[Required action]:
Starting with the line that contains "Target: dormer window" and stopping after the line that contains "Target: landscaping stone border", copy the entries below exactly. Include nothing else.

[The data]:
- - - -
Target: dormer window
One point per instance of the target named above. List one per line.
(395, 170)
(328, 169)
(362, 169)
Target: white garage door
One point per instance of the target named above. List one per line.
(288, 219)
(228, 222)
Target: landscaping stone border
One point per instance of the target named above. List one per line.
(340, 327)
- - - -
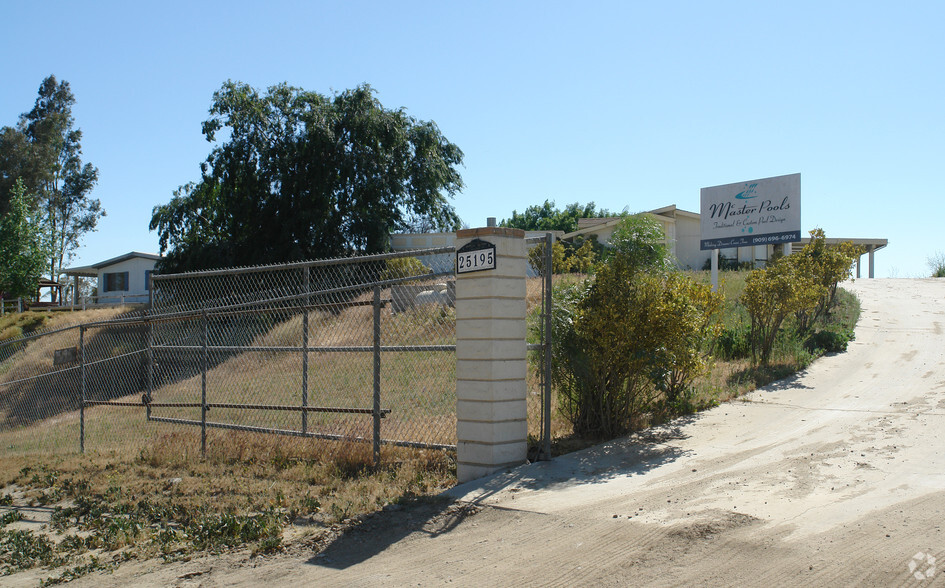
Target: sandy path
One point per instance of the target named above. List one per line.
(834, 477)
- - - -
[Result]:
Target: dormer window
One point per instance of the target named above. List one per line.
(395, 170)
(328, 169)
(362, 169)
Target: white garage door
One point per instance of the target named above. List one per line.
(288, 219)
(228, 222)
Target: landscaping stone border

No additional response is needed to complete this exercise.